A produção do audiovisual brasileiro “Cangaço Novo”, lançada em agosto deste ano no Amazon Prime Video, já é uma das 10 séries mais assistidas em 49 países, incluindo o Brasil. A produtora da trama é Andrea Barata Ribeiro, sócia-fundadora da O2 Filmes, que tem no currículo sucessos do cinema – “Cidade de Deus”, “Cidade dos Homens” e “Ensaio sobre a Cegueira” -, e também nas plataformas de streamings – “Irmandade” (Netflix) e “Manhãs de Setembro” (Amazon Studios) -, e de TV – série “Segunda Chamada” (Rede Globo).
Andrea, o diretor, os criadores e os roteiristas do “Cangaço Novo” estiveram nesta terça-feira (7/11), em Belo Horizonte, para participar da programação da MAX 2023, maior evento do audiovisual no estado, promovido pelo Sebrae Minas.
Em entrevista exclusiva para a Agência de Notícias do Sebrae de Minas Gerais, a produtora, que foi eleita pela revista americana Variety Magazine como uma das cinco mulheres mais influentes do entretenimento, falou sobre o mercado de audiovisual no Brasil e os desafios para a produção da série que tem despertado a atenção do público mundo afora.

» **PROBLEMA PROPOSTO 1**
Em quantas linhas dos registros abaixo aparece a palavra "palm"? Responda apenas com o número.

» **REGISTROS DO CONJUNTO**
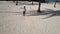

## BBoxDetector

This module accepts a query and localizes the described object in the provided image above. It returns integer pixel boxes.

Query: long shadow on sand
[27,9,60,19]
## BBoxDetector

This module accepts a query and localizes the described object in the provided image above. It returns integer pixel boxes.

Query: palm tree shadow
[28,9,60,19]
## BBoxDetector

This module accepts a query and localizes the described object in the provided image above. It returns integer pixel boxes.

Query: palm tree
[37,0,41,12]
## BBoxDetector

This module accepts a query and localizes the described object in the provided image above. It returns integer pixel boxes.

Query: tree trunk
[37,0,41,12]
[32,0,33,5]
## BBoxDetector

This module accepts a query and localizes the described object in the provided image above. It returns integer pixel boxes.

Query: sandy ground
[0,1,60,34]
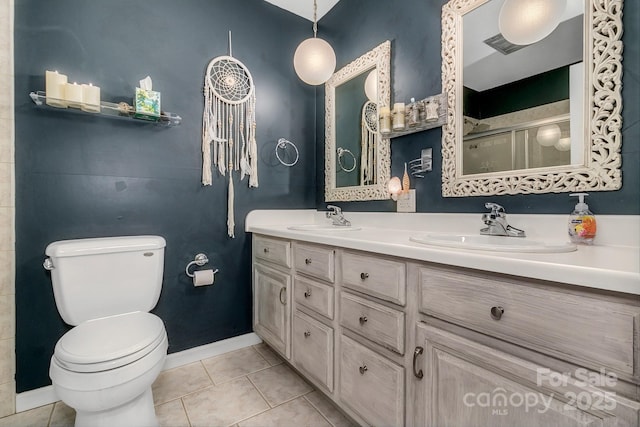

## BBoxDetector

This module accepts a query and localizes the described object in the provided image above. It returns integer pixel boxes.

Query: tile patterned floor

» **PROBLEMA PROPOSTO 2**
Reproduza na íntegra, palavra por palavra, o trecho acima sobre a série “Cangaço Novo”.

» **RESPOSTA CORRETA 1**
2

» **RESPOSTA CORRETA 2**
A produção do audiovisual brasileiro “Cangaço Novo”, lançada em agosto deste ano no Amazon Prime Video, já é uma das 10 séries mais assistidas em 49 países, incluindo o Brasil. A produtora da trama é Andrea Barata Ribeiro, sócia-fundadora da O2 Filmes, que tem no currículo sucessos do cinema – “Cidade de Deus”, “Cidade dos Homens” e “Ensaio sobre a Cegueira” -, e também nas plataformas de streamings – “Irmandade” (Netflix) e “Manhãs de Setembro” (Amazon Studios) -, e de TV – série “Segunda Chamada” (Rede Globo).
Andrea, o diretor, os criadores e os roteiristas do “Cangaço Novo” estiveram nesta terça-feira (7/11), em Belo Horizonte, para participar da programação da MAX 2023, maior evento do audiovisual no estado, promovido pelo Sebrae Minas.
Em entrevista exclusiva para a Agência de Notícias do Sebrae de Minas Gerais, a produtora, que foi eleita pela revista americana Variety Magazine como uma das cinco mulheres mais influentes do entretenimento, falou sobre o mercado de audiovisual no Brasil e os desafios para a produção da série que tem despertado a atenção do público mundo afora.